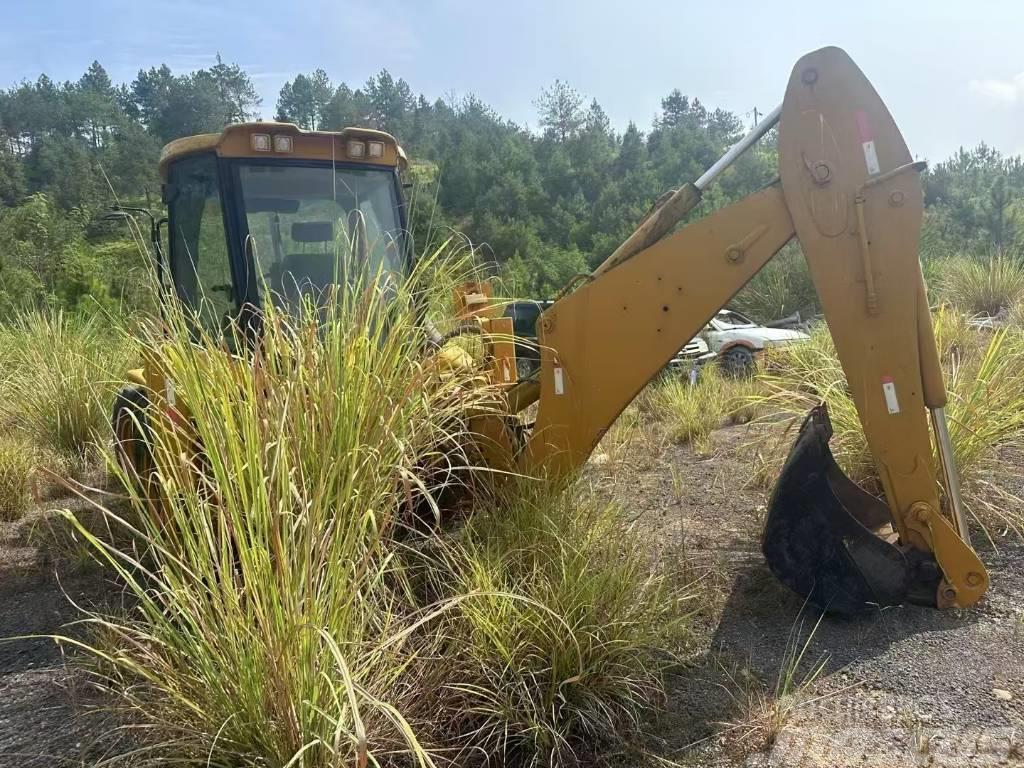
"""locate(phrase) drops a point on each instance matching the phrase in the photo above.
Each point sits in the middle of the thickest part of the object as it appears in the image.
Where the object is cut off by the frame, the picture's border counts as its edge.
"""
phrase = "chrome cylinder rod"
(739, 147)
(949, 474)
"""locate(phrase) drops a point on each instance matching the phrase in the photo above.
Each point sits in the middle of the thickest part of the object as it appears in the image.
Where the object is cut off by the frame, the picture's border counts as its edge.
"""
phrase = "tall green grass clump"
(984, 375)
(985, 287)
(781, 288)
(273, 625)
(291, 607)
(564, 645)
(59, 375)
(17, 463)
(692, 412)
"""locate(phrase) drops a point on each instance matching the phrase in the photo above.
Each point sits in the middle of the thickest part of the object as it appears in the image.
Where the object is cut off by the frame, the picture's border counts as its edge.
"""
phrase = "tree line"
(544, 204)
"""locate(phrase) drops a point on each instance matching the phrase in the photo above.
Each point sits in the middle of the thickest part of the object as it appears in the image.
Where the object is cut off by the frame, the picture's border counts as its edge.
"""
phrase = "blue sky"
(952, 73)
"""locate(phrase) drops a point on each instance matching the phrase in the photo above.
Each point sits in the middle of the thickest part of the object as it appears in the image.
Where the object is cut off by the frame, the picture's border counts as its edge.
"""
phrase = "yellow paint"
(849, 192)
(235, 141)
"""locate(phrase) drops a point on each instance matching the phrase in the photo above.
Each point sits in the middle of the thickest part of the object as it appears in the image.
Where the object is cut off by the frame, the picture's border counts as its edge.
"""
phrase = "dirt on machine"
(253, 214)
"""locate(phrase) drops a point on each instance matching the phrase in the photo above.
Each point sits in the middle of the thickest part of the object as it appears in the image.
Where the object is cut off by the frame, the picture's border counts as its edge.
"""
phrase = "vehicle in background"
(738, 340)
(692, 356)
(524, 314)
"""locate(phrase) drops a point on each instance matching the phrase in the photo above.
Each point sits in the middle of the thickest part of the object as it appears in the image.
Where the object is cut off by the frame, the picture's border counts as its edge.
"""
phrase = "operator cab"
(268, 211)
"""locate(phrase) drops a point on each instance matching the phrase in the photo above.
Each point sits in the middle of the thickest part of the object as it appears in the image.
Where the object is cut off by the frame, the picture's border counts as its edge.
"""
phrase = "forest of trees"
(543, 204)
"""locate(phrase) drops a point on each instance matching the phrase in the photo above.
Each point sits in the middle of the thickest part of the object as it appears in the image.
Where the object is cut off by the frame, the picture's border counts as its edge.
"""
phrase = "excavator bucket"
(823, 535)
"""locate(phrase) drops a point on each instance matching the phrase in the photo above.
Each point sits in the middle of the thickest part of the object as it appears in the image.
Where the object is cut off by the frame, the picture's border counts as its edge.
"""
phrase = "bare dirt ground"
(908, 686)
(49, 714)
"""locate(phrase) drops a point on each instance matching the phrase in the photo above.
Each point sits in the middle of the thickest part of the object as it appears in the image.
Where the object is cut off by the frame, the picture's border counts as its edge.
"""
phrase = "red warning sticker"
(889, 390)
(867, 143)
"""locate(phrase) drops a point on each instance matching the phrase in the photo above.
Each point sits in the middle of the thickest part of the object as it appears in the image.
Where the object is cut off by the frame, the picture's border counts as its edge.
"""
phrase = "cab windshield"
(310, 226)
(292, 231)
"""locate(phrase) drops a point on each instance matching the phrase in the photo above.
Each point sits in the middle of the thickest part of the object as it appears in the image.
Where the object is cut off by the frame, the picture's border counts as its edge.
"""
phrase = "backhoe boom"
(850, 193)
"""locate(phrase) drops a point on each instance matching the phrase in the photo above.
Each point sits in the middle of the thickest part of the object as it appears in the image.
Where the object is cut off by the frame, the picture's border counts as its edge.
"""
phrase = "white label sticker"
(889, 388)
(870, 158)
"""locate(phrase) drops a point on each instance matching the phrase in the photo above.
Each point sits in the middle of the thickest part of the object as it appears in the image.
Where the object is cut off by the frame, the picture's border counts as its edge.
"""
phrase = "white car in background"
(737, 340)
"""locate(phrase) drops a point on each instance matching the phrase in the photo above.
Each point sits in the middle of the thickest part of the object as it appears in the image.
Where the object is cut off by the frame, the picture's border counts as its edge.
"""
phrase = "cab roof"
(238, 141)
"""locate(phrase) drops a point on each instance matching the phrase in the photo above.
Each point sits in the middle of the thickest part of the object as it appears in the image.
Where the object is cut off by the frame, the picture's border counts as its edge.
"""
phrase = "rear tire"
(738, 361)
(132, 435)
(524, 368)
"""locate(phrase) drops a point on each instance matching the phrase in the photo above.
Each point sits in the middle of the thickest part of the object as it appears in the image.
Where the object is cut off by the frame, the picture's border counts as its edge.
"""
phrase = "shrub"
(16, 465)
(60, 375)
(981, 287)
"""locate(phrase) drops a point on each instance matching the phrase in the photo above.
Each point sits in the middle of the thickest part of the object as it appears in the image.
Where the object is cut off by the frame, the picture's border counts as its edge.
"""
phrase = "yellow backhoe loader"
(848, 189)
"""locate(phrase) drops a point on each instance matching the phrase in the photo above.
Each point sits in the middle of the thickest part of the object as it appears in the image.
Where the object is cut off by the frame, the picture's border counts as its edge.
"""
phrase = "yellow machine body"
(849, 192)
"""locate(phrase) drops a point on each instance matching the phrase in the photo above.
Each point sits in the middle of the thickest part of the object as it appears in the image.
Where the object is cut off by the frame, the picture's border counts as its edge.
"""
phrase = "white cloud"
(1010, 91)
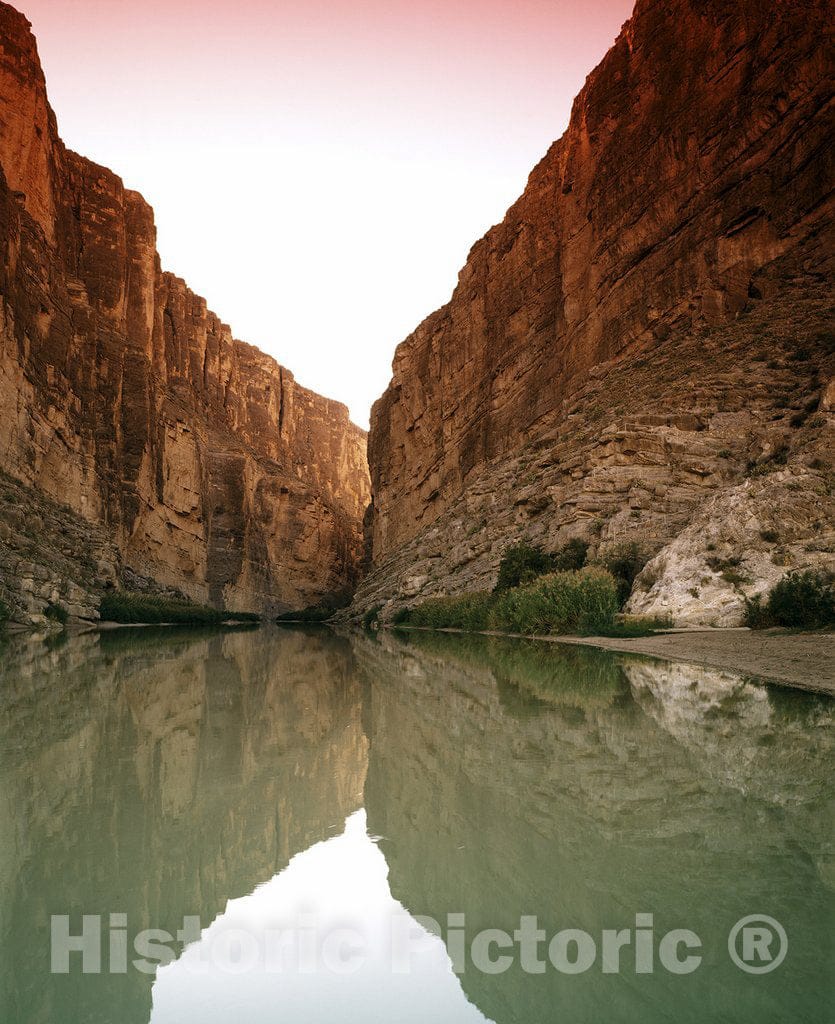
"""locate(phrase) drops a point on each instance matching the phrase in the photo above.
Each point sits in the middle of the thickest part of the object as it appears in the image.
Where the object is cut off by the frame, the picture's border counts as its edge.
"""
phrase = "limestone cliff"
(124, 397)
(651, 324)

Problem to work on:
Return the listing above in full and without alteration, excluding its pictures.

The output:
"""locate(phrase) drops a point on each instance matching the phrase in the photo above.
Each point sits in the middle of the thickest part of the object as it appears in the image.
Where the object is cut off by the frame, the picture's border counts as its edge.
"""
phrase = "chrome cylinder rod"
(739, 147)
(949, 474)
"""locate(phrase) drops a point on each instance matching the phrase in the photo above.
Each point sits in the middle of the thickest part of the object as it appears in the image.
Where the object is cut off by the frame, the picture's border counts as its edge.
"""
phrase = "tall green grass clump"
(984, 375)
(985, 287)
(781, 288)
(273, 625)
(291, 607)
(564, 645)
(59, 375)
(17, 463)
(692, 412)
"""locate(phrase) drops a point on each instance matching the phrase in the photo above.
Each point sits in the middle of the thickest part of the object as it appears in the image.
Where the object is cut off by the frame, the picture's border counts as its edge.
"""
phrase = "tree line"
(544, 204)
"""locate(phrase) drops a point on each instance matching the phrase in the photo above.
Each point sits in the middle of the thickest part of the object as it appears in the image.
Where the object is cut off by the frame, the picture's border counts as its edge.
"""
phrase = "blue sky"
(952, 73)
"""locate(phrase) drops a point on each instance matching the phrase in the photo above.
Each point sits in the middle of the thickest part of the object as it appears in the image.
Where the object is cut off by the frame, the picture's border counts as its edge.
"""
phrase = "yellow paint"
(849, 192)
(235, 141)
"""locate(phrase) drops a point on each instance matching the phrase in the photo above.
Each point sits in the middle of the thickest part of the object as it appears in the image.
Where the object is cut off by the frame, the picture's border counts as its edge.
"""
phrase = "dirt on machine"
(253, 214)
"""locate(phrase) drops a point on each instance matching the phrase in the photo above.
Each point sits in the middle of the thickest part of the object as it appears in the image.
Where the object is cut off by the frame, the picture's border counts as its edge.
"""
phrase = "vehicle in background"
(738, 340)
(692, 356)
(524, 314)
"""locate(phrase) drops a point on each instance matching the phrase in the photo above.
Each point sits in the middle of the thickest part of the object as it appears in the image.
Where the object is cut off by the frame, the picture's border counts as its edge.
"""
phrase = "operator cab"
(268, 211)
"""locate(phrase) drops a point on each instance matching the phrase in the photo above.
Each point sits in the middle of the thickest part of the object as it appears in the image.
Where the object is cut off by the frame, the picture's border counts as its edge.
"""
phrase = "forest of trees"
(543, 204)
"""locate(phrase) drops a point on each instance matching the phrase in the photo above.
Each point sits in the middle of the thickest part of the object as it appears in the image.
Where the object is cut off by the frame, the picture's border counts as its edge.
"""
phrase = "excavator bucket"
(823, 535)
"""locate(phrase) drops a point on each instance matching the phrase in the photo above.
Each point sits in the middle of the thickest part of the object as it appears in the image.
Where the object is cut off by the frame, the picture's border counts as its edge.
"""
phrase = "bare dirt ground"
(908, 686)
(49, 714)
"""locate(phrase) drops a point on each instance matching the phrase in the photo above.
Each point sits in the middle of the thickest part of the object as it appears in the image.
Where the object is cut off by the frame, the picture's border counts as its edge.
"""
phrase = "red warning sticker"
(889, 390)
(867, 143)
"""locate(phrase) drops a point on each instance matching the phrase in the photo above.
Each point sits in the middle of the thickest part of the object as it appears in the image.
Where the object is cut off by the frame, the picture's border counts as its edge.
"""
phrase = "cab windshield"
(310, 226)
(292, 231)
"""locate(phrase) drops a point on each instance matching the phrase in the photo above.
Each point sits in the middle of the thickest part of the object as it appears in the image.
Where the object is cut off by the frame, the picture's border counts as its edge.
"""
phrase = "backhoe boom"
(850, 193)
"""locate(phrase) drops a point on each instance matching the phrase in the photo above.
Each point sits in the middle of the thickest part of the object as it appears in the image.
Where the object is cut off by the frame, the picture's border counts as its edge.
"""
phrase = "white label sticker"
(889, 388)
(870, 158)
"""locate(phrase) drops a point on each instance matching the phrase in the photo above.
Each point sits in the middle of the thickest part of the object as it appears in the image.
Where the object is cut off by the frame, the picture's border counts as its edge.
"""
phrase = "white car in background"
(737, 340)
"""locate(phrase) drops a point on each instance matching the phrase in the photo above.
Each point sits in the middle of the thickest part of the object as it appears in the image.
Where the object is cut off by the frame, the picture's border counts as its edge.
"""
phrase = "cab roof"
(238, 141)
"""locate(phrase) drops a point on each instance matching the phrase in the photo above.
Each point sits in the middle of the thickest part of the object as it appears in the image.
Where the object is cut off by the frame, the picture's border counts as its edge.
"""
phrase = "rear tire"
(738, 361)
(132, 435)
(524, 368)
"""locate(phrase) drops a point on each instance matching the phrase in the photo above.
Each point sits in the middle of the thickest part of the object as it appears in the image.
Where the object is cut off by the frame, the picture's border counts as its edge.
"""
phrase = "shrub"
(16, 465)
(60, 375)
(981, 287)
"""locate(phrase) drops a point on each instance matching the phrase in the photo above.
Each point sits in the middle of the thickest part of the object as it appears in the image.
Where the object is cut off by the frame, the picture's border counts as its edge.
"""
phrase = "yellow backhoe loader"
(848, 189)
"""locate(phrase) drops a point on each instance matching the phrase in the photo above.
Each point sits in the middle of the thickest part of the object as it appears in the image.
Where the object is cut off by the frame, the picture's border counts as its edge.
"""
phrase = "yellow machine body"
(849, 192)
"""locate(phrase) drops a point on each instance matching the phrase in the photo above.
Each point sits in the middle of the thickest part of the object as it appears in the image.
Where the object is cut off by the frame, the picture's border counts as its edge.
"""
phrase = "white cloud"
(1010, 91)
"""locate(phrase) drops a point on each instance matching the phrase in the photo above.
Each point sits in the middle of the thickest part of the object as it appears in the image.
Where the object is cut off by the frame, the picture's border counts as its edge.
"""
phrase = "limestone cliff"
(124, 397)
(651, 324)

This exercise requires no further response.